• [What is being asked] Rewrite the data below, swapping "tight bounding boxes" for "precise bounding boxes" wherever it occurs and keeping everything else unchanged. Omit the pictures from your output.

Stored data
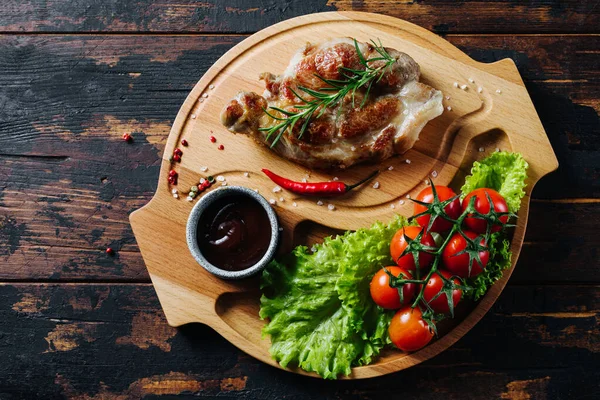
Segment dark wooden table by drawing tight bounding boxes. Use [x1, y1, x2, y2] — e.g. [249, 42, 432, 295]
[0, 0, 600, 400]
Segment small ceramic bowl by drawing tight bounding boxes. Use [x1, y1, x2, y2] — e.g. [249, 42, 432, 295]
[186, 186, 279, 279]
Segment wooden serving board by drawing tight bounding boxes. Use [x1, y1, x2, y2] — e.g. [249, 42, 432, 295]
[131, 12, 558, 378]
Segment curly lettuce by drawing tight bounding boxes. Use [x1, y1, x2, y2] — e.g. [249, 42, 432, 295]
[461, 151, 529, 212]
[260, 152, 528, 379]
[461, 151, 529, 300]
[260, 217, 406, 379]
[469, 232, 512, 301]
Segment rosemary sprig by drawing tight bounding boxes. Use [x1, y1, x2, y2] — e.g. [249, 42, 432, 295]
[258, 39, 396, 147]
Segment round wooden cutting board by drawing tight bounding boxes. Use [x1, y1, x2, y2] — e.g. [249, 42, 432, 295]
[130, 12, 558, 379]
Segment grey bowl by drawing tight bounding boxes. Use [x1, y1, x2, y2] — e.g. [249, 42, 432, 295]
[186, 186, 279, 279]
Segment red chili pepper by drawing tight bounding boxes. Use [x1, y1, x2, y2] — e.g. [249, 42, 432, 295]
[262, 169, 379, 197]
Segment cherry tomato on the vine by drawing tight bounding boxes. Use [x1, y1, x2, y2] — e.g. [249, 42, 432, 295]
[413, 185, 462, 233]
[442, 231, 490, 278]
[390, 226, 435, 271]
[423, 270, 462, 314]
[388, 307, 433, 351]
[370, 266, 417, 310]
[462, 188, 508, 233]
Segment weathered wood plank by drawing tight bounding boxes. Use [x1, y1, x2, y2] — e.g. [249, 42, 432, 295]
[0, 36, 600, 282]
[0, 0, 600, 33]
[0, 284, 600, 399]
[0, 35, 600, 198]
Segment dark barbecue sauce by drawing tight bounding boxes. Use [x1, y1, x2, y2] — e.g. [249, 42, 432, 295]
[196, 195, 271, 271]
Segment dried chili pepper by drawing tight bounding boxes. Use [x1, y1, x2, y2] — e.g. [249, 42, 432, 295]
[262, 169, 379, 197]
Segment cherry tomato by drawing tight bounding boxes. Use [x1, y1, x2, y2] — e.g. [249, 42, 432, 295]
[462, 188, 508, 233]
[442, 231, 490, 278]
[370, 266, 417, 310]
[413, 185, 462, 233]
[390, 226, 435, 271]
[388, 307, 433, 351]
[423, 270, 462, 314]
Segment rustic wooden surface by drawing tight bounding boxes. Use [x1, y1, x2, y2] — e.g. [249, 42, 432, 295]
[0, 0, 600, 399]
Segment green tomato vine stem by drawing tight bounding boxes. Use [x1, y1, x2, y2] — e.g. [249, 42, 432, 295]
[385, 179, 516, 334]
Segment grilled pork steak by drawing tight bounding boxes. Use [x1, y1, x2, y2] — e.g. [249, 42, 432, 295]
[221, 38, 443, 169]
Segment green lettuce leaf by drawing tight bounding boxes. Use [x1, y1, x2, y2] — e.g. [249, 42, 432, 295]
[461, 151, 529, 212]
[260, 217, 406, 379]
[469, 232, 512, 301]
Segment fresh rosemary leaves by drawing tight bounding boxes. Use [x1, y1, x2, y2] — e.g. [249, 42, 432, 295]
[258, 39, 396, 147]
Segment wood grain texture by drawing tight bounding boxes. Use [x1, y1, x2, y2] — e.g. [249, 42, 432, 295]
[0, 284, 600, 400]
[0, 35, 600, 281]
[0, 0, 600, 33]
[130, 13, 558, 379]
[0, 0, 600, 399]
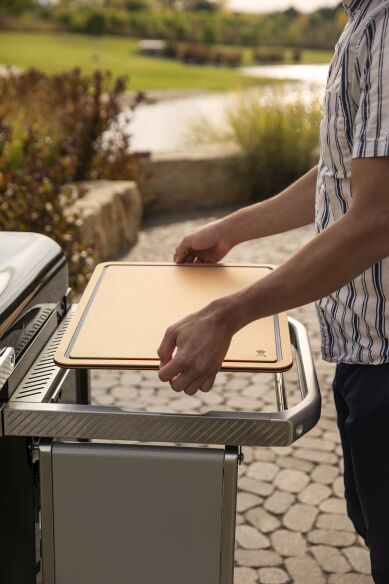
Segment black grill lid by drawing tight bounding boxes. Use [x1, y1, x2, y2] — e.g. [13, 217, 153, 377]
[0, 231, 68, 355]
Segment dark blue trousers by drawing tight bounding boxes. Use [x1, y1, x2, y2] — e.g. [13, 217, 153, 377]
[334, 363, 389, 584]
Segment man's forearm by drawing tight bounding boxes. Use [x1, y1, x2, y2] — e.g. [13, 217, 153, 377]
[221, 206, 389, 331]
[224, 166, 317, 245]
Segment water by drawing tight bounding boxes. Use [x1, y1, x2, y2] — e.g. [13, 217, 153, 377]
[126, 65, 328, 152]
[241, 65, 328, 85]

• [Result below]
Segment dark wooden table by drawing precise bounding boxes. Use [x1, y1, x2, y2] — e.g. [249, 42, 432, 295]
[0, 0, 600, 400]
Segment small ceramic bowl by drawing precise bounding boxes. Use [x1, y1, x2, y2] — e.g. [249, 42, 432, 295]
[186, 186, 279, 279]
Segment wooden serving board by drawing precise bounding boxes. Use [x1, y1, x2, y2] — e.g. [249, 42, 432, 295]
[131, 12, 558, 378]
Segment curly lettuce by drawing precise bounding boxes. Use [x1, y1, x2, y2] — e.g. [249, 42, 432, 295]
[461, 151, 529, 212]
[260, 152, 528, 379]
[461, 151, 529, 300]
[260, 217, 406, 379]
[469, 232, 512, 301]
Segment rosemary sprig by drawing precise bounding boxes. Use [x1, y1, x2, y2] — e.g. [249, 42, 432, 295]
[258, 39, 396, 147]
Segment round wooden cutting board by drawing precise bounding boxes. Use [x1, y1, x2, y2] — e.g. [249, 42, 432, 295]
[130, 12, 558, 379]
Segment grey bowl by drawing precise bounding boxes. Use [x1, y1, x2, y2] — e.g. [249, 42, 432, 295]
[186, 186, 279, 279]
Segment red chili pepper by drawing precise bounding boxes. Use [x1, y1, x2, y2] — e.g. [249, 42, 432, 295]
[262, 169, 379, 197]
Segment cherry tomato on the vine by drawing precise bounding boxes. Use [x1, y1, x2, y2] — e.g. [249, 42, 432, 295]
[413, 185, 462, 233]
[442, 231, 490, 278]
[390, 226, 435, 271]
[423, 270, 462, 314]
[388, 307, 433, 351]
[370, 266, 417, 310]
[462, 188, 508, 233]
Segment weathered wood plank by drawing precise bounding boxes. Use [x1, y1, x2, y2] — e.g. [249, 42, 432, 295]
[0, 36, 600, 282]
[0, 0, 600, 33]
[0, 284, 600, 399]
[0, 35, 600, 198]
Segment dark barbecue sauce by drawing precise bounding boxes. Use [x1, y1, x2, y2] — e.g. [249, 42, 432, 295]
[196, 195, 271, 271]
Segment dried chili pepper by drawing precise bounding boxes. Use [x1, y1, x2, y2] — e.g. [249, 42, 432, 295]
[262, 169, 379, 197]
Segment cherry tomato by drawing precise bounding boxes. Use [x1, y1, x2, y2] — e.g. [249, 42, 432, 295]
[462, 188, 508, 233]
[442, 231, 490, 278]
[370, 266, 417, 310]
[413, 185, 462, 233]
[390, 226, 435, 271]
[388, 307, 433, 351]
[423, 270, 462, 314]
Segment rustic wooden surface by drawing precise bounding boxes. Use [x1, y1, x2, y2] — e.g. [249, 42, 432, 295]
[0, 0, 600, 399]
Segment green tomato vine stem by drawing precise bounding boxes. Use [x1, y1, x2, y2] — e.g. [249, 42, 432, 295]
[385, 179, 516, 334]
Segment grilled pork steak by drawing precise bounding boxes. Use [x1, y1, x2, y2] — e.g. [249, 42, 432, 295]
[221, 38, 443, 169]
Segment green lettuce leaf by drawing precise bounding boxes. Use [x1, y1, x2, y2] — e.g. [249, 42, 432, 295]
[461, 151, 529, 212]
[260, 217, 406, 379]
[469, 232, 512, 301]
Segment fresh rosemary leaves by drawing precise bounding boxes. Use [x1, y1, x2, y2] — e.g. [249, 42, 432, 295]
[258, 39, 396, 147]
Segment wood grain texture by drawing precise bounding boxes. Use [x1, y1, x2, y2] — e.g. [249, 42, 432, 295]
[0, 284, 600, 400]
[0, 35, 600, 281]
[0, 0, 600, 33]
[130, 13, 558, 379]
[0, 0, 600, 399]
Segment black grill lid by drawing precise bounding boxes. Use [x1, y1, x2, y2] — e.g. [13, 217, 153, 377]
[0, 231, 68, 355]
Segment dark blue trousers by drawing precise bounding boxes. Use [x1, y1, x2, y2] — e.g. [13, 217, 153, 377]
[334, 363, 389, 584]
Segment man's forearm by drawing precise bounding boxes. Use [x1, y1, x2, y2] — e.g. [13, 217, 153, 377]
[221, 206, 389, 331]
[224, 166, 317, 245]
Segment water by drawing precise bounding boxes. Use [x1, y1, x2, y2] — e.g. [13, 217, 153, 377]
[126, 65, 328, 152]
[241, 65, 328, 85]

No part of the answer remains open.